## Start SUPPLIED TEXT
On the 9th September 1944 FRUPAC, the US Fleet Radio Unit, Pacific, intercepted a Japanese message about a convoy en route to Japan. As a consequence a US submarine wolf pack, the USS Growler, USS Sealion and USS Pampanito were sent to lay an ambush. They rendezvoused together late on the 11th September and then, in the early hours of the 12th, began a joint attack when the Japanese ships crossed their path.
They were not to know that on board two of the Japanese transports in the convoy, the Rakuyo Maru and the Kachidoki Maru were 2,217 British and Australian Prisoners of War. They were being taken to Japan to be used as slave labour, most of them already having survived the horrors of the ‘death railway’ in Burma – Thailand. The majority of the 1317 men on the Rakuyo Maru were in the hold. A relatively fortunate few were being kept on deck – they had a grandstand view of events:
We were sleeping topside on the Rakuyo Maru. At about 2 o’clock in the morning a two-funneled destroyer was hit by a torpedo and blew up. [This was the attack made by the GROWLER.] There was a lot of gunfire and flares, and then everything was quiet. At about 5 a.m. or 6 a.m. a red flare went up on the port side of a tanker right ahead of us. Then a torpedo struck and the tanker burst into flame, literally blew up, and threw flaming oil high in the air.
Then the ship on the port bow (presumably a transport) swerved in and almost collided. She looked disabled, for she just seemed to drift toward the burning tanker and caught fire aft. In a moment there was a puff of smoke around the bridge and she was in flames forward.
Then there was a thud forward on our ship followed by another thud aft, and the Rakuyo Maru began to settle in the water. The Japs took to the boats at once and about five minutes later we went into the water, too, and climbed aboard some rafts. The tanker was burning fiercely and we tried to keep away from fire on the water. A half-hour later the tanker sank.
The Rakuyo Maru took a list to starboard but looked as if she would remain afloat for a while. Some survivors started back, but before they could get to her she began to keel over and settle. So we changed our minds about getting provisions and water. She sank about 6 p.m.
## End SUPPLIED TEXT
## Start DATA LINES
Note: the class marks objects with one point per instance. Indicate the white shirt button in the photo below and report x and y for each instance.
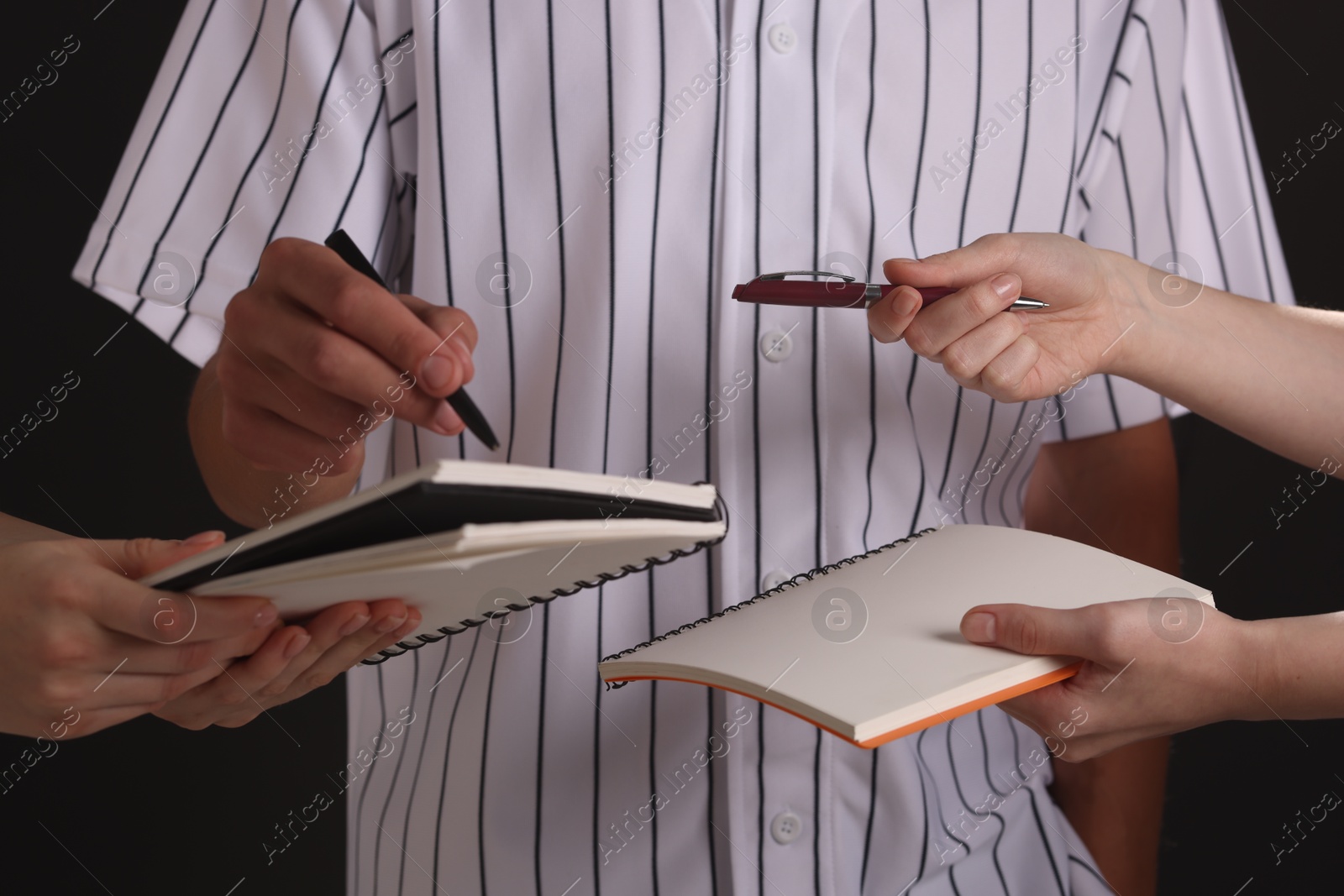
## End DATA LINES
▶ [TASK 1] List every ship that the convoy account mentions by name.
▶ [TASK 2]
Please answer these questions from the convoy account:
(a) On what date did FRUPAC intercept the Japanese message about the convoy?
(b) How many British and Australian prisoners of war were aboard the two transports?
(c) At about what time did the Rakuyo Maru sink?
▶ [TASK 3] Write the next part of the convoy account, continuing from its final sentence.

▶ [FINAL RESULT 1]
USS Growler
USS Sealion
USS Pampanito
Rakuyo Maru
Kachidoki Maru

▶ [FINAL RESULT 2]
(a) The 9th September 1944.
(b) 2,217.
(c) About 6 p.m.

▶ [FINAL RESULT 3]
Shortly afterwards a destroyer picked up Japs in long boats. We were held off with revolvers. Later another destroyer came up escorting passenger-freighters. They rescued the remaining Japs and all three ships steamed off. I believe they were loaded with raw rubber.
This account originally appeared in Polaris , October 1985..
Many men had survived the attack but the Japanese had made off with eleven out of the twelve life boats. There was a struggle to escape from the Rakuyo Maru and build rafts before she sank some 12 hours later. Another account comes from Australian Roydon Cornford :
The first torpedo hit us in the bow at No.1. hold. The explosion nearly washed us overboard. It flooded the hold containing the POW’s causing panic because ten seconds after the first torpedo hit, the second torpedo hit the engine room causing the ship to list and sink ten feet, after which it just floated. I can remember the Japanese in the lifeboats on our ship singing out “torpedoes” before we got hit. I did not see them but some of the POW’s said that they did.
How lucky we were, with a torpedo hitting both sides of the hold containing the POW’s. By now we realised the ship was not about to sink immediately. The POWs in the hold calmed down and climbed the ladder to the deck in an orderly manner. The shock of the water washing us around the deck and water pouring into the hold is something hard to forget. The torpedoes killed a lot of the Japanese, mostly in the engine room and blew those on the gun turret overboard.
The Japanese on our ship had abandoned ship with no word to us. They had taken 11 lifeboats and 2 small punts. Some Japanese just jumped into the sea and any POW’s trying to get into the lifeboats were kept back with guns and bayonets. I saw one Japanese boat drift into the flaming oil and you could hear the screams of men burning and drowning. Since there were lots of Japanese from other ships also in the water, approximately 15 POW’s did manage to get into a lifeboat with about 20 Japanese.
Our ship had settled with a serious list to the port side, sitting about 10ft lower in the water. The POW’s were tossing overboard 6ft by 6ft rafts, hatch covers and anything else that would float, with POW’s jumping overboard to hang onto the rafts. In some cases the English POW’s killed a few of their own men by tossing rafts onto men in the water. These rafts were not made for you to sit on, just to hang on to the ropes on the side of the raft. By now most of the POW’s had left the ship so we left four men to guard the last raft that we had for seven of us while we found water. We all had a good drink, donned our life jackets, tossed our raft overboard and jumped into the sea.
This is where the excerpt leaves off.